• [Problem to work on]: An exact copy of every record below is needed, with the pictures left out.
+ + + + +
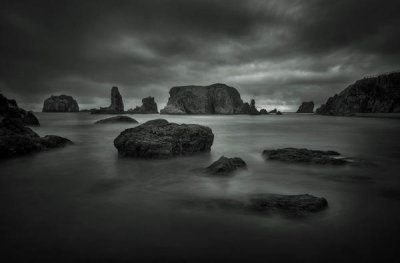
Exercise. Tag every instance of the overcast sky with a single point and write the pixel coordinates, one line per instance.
(279, 52)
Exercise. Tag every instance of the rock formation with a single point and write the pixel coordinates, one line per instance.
(117, 119)
(213, 99)
(116, 107)
(300, 155)
(10, 109)
(306, 107)
(17, 140)
(226, 165)
(160, 139)
(298, 205)
(149, 106)
(370, 95)
(62, 103)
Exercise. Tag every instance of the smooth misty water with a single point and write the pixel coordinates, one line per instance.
(84, 203)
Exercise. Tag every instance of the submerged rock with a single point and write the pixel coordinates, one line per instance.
(160, 139)
(370, 95)
(62, 103)
(266, 203)
(116, 107)
(17, 140)
(149, 106)
(306, 107)
(226, 165)
(117, 119)
(10, 109)
(300, 155)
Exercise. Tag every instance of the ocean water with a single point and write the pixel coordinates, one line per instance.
(85, 203)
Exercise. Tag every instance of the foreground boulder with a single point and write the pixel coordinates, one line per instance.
(62, 103)
(300, 155)
(161, 139)
(149, 106)
(370, 95)
(117, 119)
(306, 107)
(226, 165)
(266, 203)
(10, 109)
(17, 140)
(116, 107)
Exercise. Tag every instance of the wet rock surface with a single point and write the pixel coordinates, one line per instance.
(302, 155)
(161, 139)
(116, 107)
(265, 204)
(17, 140)
(226, 165)
(62, 103)
(9, 109)
(117, 119)
(306, 107)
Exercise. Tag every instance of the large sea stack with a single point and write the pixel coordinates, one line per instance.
(62, 103)
(149, 106)
(213, 99)
(306, 107)
(116, 107)
(370, 95)
(10, 109)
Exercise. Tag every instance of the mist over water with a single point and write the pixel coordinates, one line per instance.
(85, 203)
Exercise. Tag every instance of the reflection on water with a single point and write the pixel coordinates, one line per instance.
(85, 203)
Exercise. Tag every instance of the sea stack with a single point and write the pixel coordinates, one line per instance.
(306, 107)
(116, 107)
(213, 99)
(62, 103)
(379, 94)
(149, 106)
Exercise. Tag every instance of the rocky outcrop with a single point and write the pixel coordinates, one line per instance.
(117, 119)
(300, 155)
(62, 103)
(226, 165)
(370, 95)
(161, 139)
(116, 107)
(17, 140)
(149, 106)
(213, 99)
(10, 109)
(266, 203)
(306, 107)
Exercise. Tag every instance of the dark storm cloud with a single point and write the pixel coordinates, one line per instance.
(280, 52)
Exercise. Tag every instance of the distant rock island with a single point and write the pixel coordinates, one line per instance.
(149, 106)
(214, 99)
(62, 103)
(10, 109)
(370, 95)
(116, 107)
(306, 107)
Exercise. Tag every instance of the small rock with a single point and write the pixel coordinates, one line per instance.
(117, 119)
(226, 165)
(300, 155)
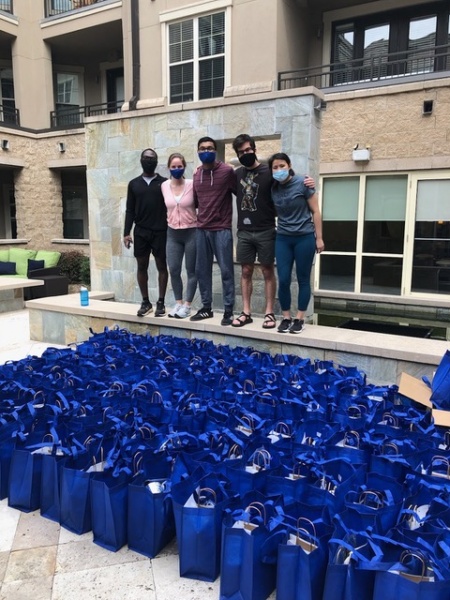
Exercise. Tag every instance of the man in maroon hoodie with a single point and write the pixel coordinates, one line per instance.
(214, 184)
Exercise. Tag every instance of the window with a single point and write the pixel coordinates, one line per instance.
(67, 98)
(8, 223)
(364, 229)
(75, 207)
(7, 102)
(197, 58)
(402, 42)
(386, 234)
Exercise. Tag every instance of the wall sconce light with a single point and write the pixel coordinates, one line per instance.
(361, 154)
(320, 105)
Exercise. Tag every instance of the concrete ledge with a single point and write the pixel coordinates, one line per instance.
(11, 292)
(61, 320)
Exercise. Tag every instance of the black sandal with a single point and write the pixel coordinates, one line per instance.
(242, 321)
(269, 321)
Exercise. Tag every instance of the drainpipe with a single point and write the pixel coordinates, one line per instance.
(135, 54)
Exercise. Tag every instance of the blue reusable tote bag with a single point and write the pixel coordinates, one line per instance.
(109, 508)
(249, 551)
(302, 563)
(151, 524)
(198, 504)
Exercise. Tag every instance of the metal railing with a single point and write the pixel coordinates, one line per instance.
(73, 116)
(383, 67)
(58, 7)
(9, 116)
(6, 6)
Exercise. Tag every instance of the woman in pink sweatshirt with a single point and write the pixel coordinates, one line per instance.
(182, 226)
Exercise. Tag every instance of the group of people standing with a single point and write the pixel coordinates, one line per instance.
(278, 218)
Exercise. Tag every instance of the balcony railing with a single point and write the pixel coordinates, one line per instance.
(383, 67)
(73, 116)
(58, 7)
(9, 116)
(6, 6)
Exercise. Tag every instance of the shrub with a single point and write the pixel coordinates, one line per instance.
(75, 266)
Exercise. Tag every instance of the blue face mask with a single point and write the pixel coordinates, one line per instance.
(207, 157)
(177, 173)
(281, 175)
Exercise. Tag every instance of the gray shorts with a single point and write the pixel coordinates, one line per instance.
(252, 244)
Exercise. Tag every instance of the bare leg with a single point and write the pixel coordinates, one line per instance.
(142, 274)
(270, 286)
(247, 287)
(163, 276)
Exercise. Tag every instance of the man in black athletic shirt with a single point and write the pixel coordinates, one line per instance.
(146, 209)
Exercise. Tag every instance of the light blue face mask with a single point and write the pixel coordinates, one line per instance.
(281, 175)
(207, 157)
(177, 173)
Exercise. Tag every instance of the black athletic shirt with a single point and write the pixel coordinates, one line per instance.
(145, 205)
(255, 208)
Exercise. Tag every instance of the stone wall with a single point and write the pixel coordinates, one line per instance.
(113, 151)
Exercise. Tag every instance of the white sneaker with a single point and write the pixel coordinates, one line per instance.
(175, 310)
(183, 312)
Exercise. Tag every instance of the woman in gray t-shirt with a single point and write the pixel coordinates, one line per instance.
(299, 237)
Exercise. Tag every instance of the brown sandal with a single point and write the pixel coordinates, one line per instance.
(269, 321)
(241, 320)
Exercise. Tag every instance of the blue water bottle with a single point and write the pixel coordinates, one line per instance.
(84, 296)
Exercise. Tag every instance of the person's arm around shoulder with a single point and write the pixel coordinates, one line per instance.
(313, 202)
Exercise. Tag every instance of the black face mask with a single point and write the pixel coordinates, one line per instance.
(248, 159)
(149, 165)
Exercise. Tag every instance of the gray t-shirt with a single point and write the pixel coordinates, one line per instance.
(292, 208)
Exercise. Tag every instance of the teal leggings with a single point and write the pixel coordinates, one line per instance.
(300, 249)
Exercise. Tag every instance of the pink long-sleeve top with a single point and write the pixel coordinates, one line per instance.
(181, 212)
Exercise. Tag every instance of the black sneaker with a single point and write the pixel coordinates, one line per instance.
(146, 308)
(203, 313)
(160, 309)
(297, 326)
(285, 325)
(227, 318)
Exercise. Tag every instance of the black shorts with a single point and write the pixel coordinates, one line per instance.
(251, 244)
(146, 241)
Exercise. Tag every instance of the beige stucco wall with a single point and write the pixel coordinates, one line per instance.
(390, 121)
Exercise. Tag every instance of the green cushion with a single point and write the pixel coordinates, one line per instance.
(50, 257)
(20, 256)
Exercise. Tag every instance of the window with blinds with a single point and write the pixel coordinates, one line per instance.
(197, 58)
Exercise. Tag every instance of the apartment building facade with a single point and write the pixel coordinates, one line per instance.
(357, 92)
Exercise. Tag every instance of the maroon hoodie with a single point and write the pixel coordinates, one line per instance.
(213, 189)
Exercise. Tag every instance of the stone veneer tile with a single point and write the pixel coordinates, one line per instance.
(380, 371)
(37, 588)
(415, 370)
(135, 582)
(9, 520)
(36, 325)
(31, 563)
(84, 554)
(53, 327)
(33, 531)
(4, 557)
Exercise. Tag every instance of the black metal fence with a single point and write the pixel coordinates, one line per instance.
(6, 6)
(57, 7)
(383, 67)
(73, 116)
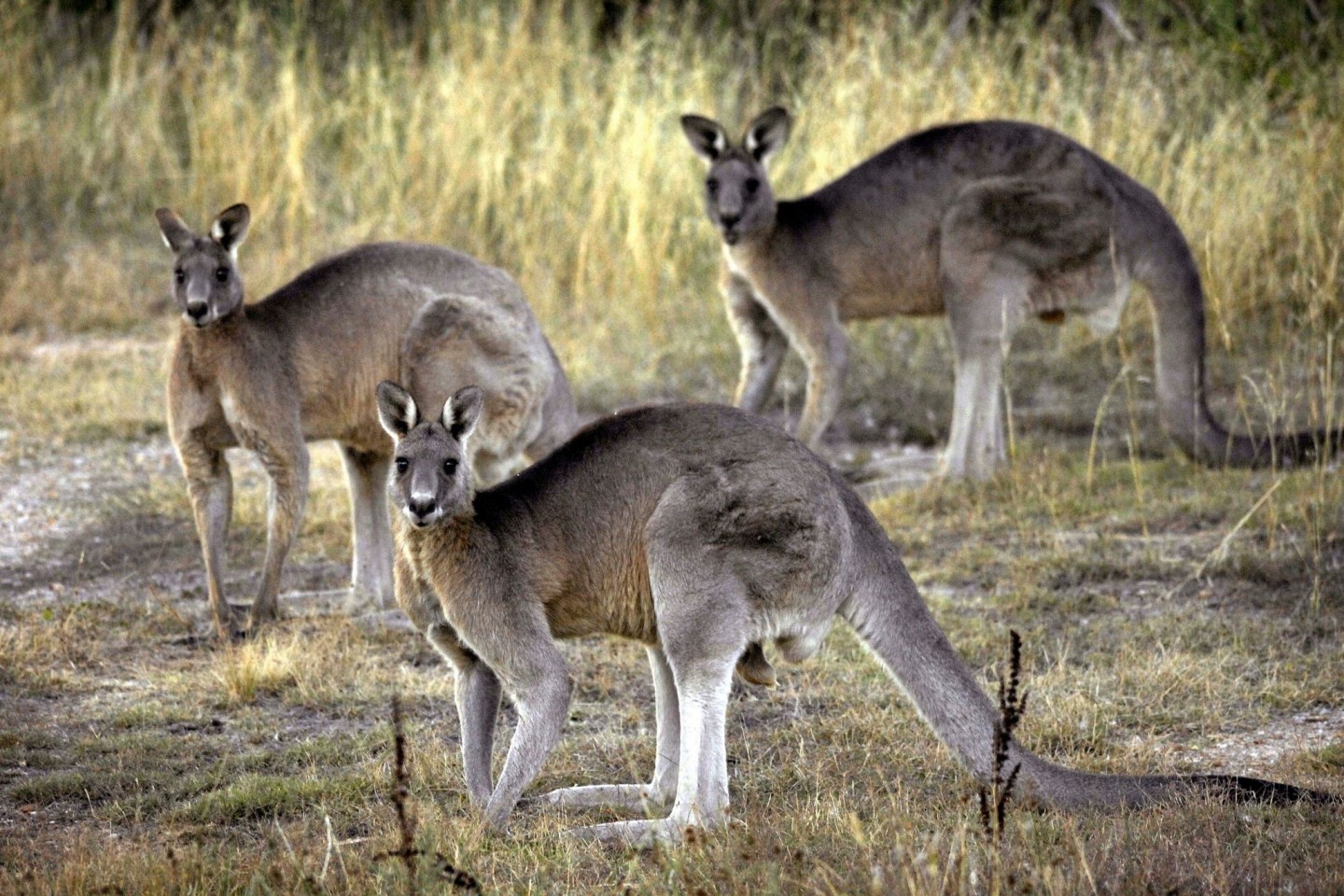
+ + + + +
• [Answer section]:
Exercise. Tag every instance of the overcast sky with a single point and write the pixel coordinates, one line per instance.
(279, 52)
Exercise. Tag every instance of the rock formation with a single point and write the pixel coordinates, one line per instance.
(117, 119)
(213, 99)
(116, 107)
(300, 155)
(10, 109)
(306, 107)
(17, 140)
(226, 165)
(160, 139)
(298, 205)
(149, 106)
(370, 95)
(62, 103)
Exercise. Tag every instance of the smooth misty water with a single point and write the pixel coordinates, one line per instance.
(84, 203)
Exercise. Tag every instance of the submerged rock with a single point and write the pixel coordinates, one line per instance.
(160, 139)
(370, 95)
(62, 103)
(266, 203)
(116, 107)
(17, 140)
(149, 106)
(306, 107)
(226, 165)
(117, 119)
(10, 109)
(300, 155)
Exercise. Tag every instance of the ocean water with a single point and write the pixel coordinates, one line per instance.
(85, 203)
Exercise. Tag every instance of the foreground boulder with a single point and write the pixel coordinates, one line per instance.
(62, 103)
(300, 155)
(161, 139)
(149, 106)
(370, 95)
(117, 119)
(306, 107)
(226, 165)
(266, 203)
(10, 109)
(17, 140)
(116, 107)
Exercise. Tag every instance of the wet rock surface with a single point and write the pixel coordinates, one line per instance.
(302, 155)
(161, 139)
(116, 107)
(265, 204)
(17, 140)
(226, 165)
(62, 103)
(9, 109)
(117, 119)
(306, 107)
Exercise. Tag every instance of the large sea stack with a single point and write the pixel coordinates, one line per instance.
(62, 103)
(149, 106)
(213, 99)
(306, 107)
(116, 107)
(370, 95)
(10, 109)
Exercise. Tag every instance of the mist over water with a single point and write the pixel coordinates, one line per instance.
(85, 203)
Exercise. Tag every instance of the reflection on water with a single point and write the pixel coordinates, one line per instance.
(85, 203)
Exercise. Tag every instance of the sea stack with a single point and write the pixel coordinates, one line per instance.
(306, 107)
(116, 107)
(213, 99)
(62, 103)
(379, 94)
(149, 106)
Exercise. Tag every instance of the rocky outcrop with a single point and write the pixel coordinates, one line per instance.
(117, 119)
(300, 155)
(62, 103)
(226, 165)
(370, 95)
(161, 139)
(116, 107)
(17, 140)
(149, 106)
(213, 99)
(10, 109)
(266, 203)
(306, 107)
Exercise. Tag every instance of the dark storm cloud with a single point and write the pixel coordinates, one line per instance.
(280, 52)
Exercise. Tag every instance of the distant rock island with a single point and write the pixel coordinates, one line per instance.
(149, 106)
(214, 99)
(62, 103)
(10, 109)
(370, 95)
(116, 107)
(306, 107)
Exercise. Tag every instance of the small rock with a single point and write the pixel coordinates, one line per instance.
(117, 119)
(226, 165)
(300, 155)
Exercise. Tag every instance of the man in maroon hoodie with a single point and write the pixel coordinates, one line per instance.
(214, 184)
Exercise. Tag every instance of the window with a single point and write the pixel coordinates, one line per instance.
(67, 98)
(8, 223)
(364, 229)
(75, 207)
(7, 102)
(197, 58)
(402, 42)
(386, 234)
Exercise. Tag every instance of the wall sconce light with a single point and write the pixel coordinates, one line per instance.
(361, 154)
(320, 105)
Exercise. Tag every instance of the concrete ledge with a single point and write the pixel coordinates, one line per instance.
(11, 292)
(61, 320)
Exercise. Tag every instance of the black sandal with a single point and write the pixel coordinates, one line per instance.
(242, 321)
(269, 321)
Exercise. Tag every instance of the drainpipe with a single point and write the pixel coordinates, one line per instance.
(135, 54)
Exercise. Tag every instance of the blue reusable tote bag with a single point and write the pixel coordinates, one line per instance.
(109, 508)
(249, 551)
(302, 563)
(151, 524)
(198, 504)
Exercise. Tag every instance of the metal railing with a single point and write the pixel coordinates, one line per instance.
(73, 116)
(383, 67)
(58, 7)
(9, 116)
(6, 6)
Exercise. Tag every instance of the woman in pink sweatshirt with a single point and write the pixel coordinates, one line per instance.
(182, 226)
Exercise. Tag every instance of the group of people standing with a single point and write the pixel coordinates, one line per instance.
(278, 218)
Exercise. Tag every instance of the balcony railing with a single point and write the pixel coordinates, one line per instance.
(383, 67)
(73, 116)
(58, 7)
(9, 116)
(6, 6)
Exercise. Tag every instance of the shrub with a single point and write the pixel coordinates, one line per instance.
(75, 266)
Exercise. Tag every instance of the blue face mask with a single point and write the pixel coordinates, one line per instance.
(207, 157)
(177, 173)
(281, 175)
Exercise. Tag every instance of the gray shorts with a single point and write the pixel coordinates, one line per instance.
(252, 244)
Exercise. Tag every instance of the bare leg with a single point and write the pixel coordinates, one line per instance.
(142, 274)
(270, 286)
(247, 287)
(163, 276)
Exercise. Tag every instance of the man in black athletic shirt with a single point and write the pixel coordinates, one line per instance.
(146, 209)
Exercise. Tag every instance of the light blue face mask with a single point and write the pixel coordinates, one line per instance.
(281, 175)
(207, 157)
(177, 173)
Exercise. Tag every instance of the black athletic shirt with a single point and write the pixel coordinates, one line per instance.
(145, 205)
(255, 208)
Exercise. Tag every instance of the stone wall with a single point and write the pixel coordinates, one line per instance.
(113, 151)
Exercise. Tag every instance of the white sneaker with a single point and write the pixel coordinates, one line per instance.
(175, 310)
(183, 312)
Exercise. Tag every instance of the woman in gray t-shirt with a single point and write the pixel coordinates, one line per instance.
(299, 237)
Exercise. Tag every instance of the brown sandal with a single point and write the pixel coordinates, one line per instance.
(269, 321)
(241, 320)
Exercise. Tag every instance of the blue water bottle with a single point and write the pixel coordinates, one line per instance.
(84, 296)
Exercise. Tag every instance of the person's arm around shoulder with a single point and write the pixel coordinates, one line per instance.
(313, 202)
Exercise. Tag every instance of the black face mask with a single point and write the pixel coordinates, one line per instance.
(248, 159)
(149, 165)
Exercise. Tag every instance of the gray t-shirt with a single point and write the pixel coordinates, one line per instance.
(292, 208)
Exercise. Tag every instance of the teal leggings with a single point and write the pixel coordinates, one line per instance.
(300, 249)
Exercise. Tag every instance of the pink long-sleeve top with a single point and write the pixel coordinates, one line per instance.
(181, 212)
Exercise. Tag every instance of the black sneaker with a single point and write the pixel coordinates, one line per instance.
(146, 308)
(203, 313)
(160, 309)
(297, 326)
(285, 325)
(227, 318)
Exercise. Tag every instance of the black shorts with a single point and write the pixel coordinates, one line per instance.
(251, 244)
(146, 241)
Exercise. Tag every instance of the beige stucco wall with a single point and write the pixel coordinates, one line per instance.
(390, 121)
Exercise. Tag every instance of the green cushion with a single point and write the pixel coordinates, one line per instance.
(50, 257)
(20, 256)
Exercise. Tag every instance of the window with blinds with a single point and write the pixel coordinates, one line per instance.
(197, 58)
Exercise. Tag every instance of the apartment building facade with a single point and write the pixel coordinates, one line per instance.
(357, 92)
Exercise. Tag every instance of the maroon hoodie with a single point and write the pixel coordinates, one line per instance.
(213, 189)
Exercise. Tag every instance of the stone veneer tile with a single point and write the pixel coordinates, one line per instance.
(380, 371)
(37, 588)
(415, 370)
(135, 582)
(9, 520)
(36, 325)
(31, 563)
(84, 554)
(53, 327)
(33, 531)
(4, 557)
Exercise. Tag every instance of the black metal fence with a single point and write the pixel coordinates, one line per instance.
(6, 6)
(57, 7)
(383, 67)
(73, 116)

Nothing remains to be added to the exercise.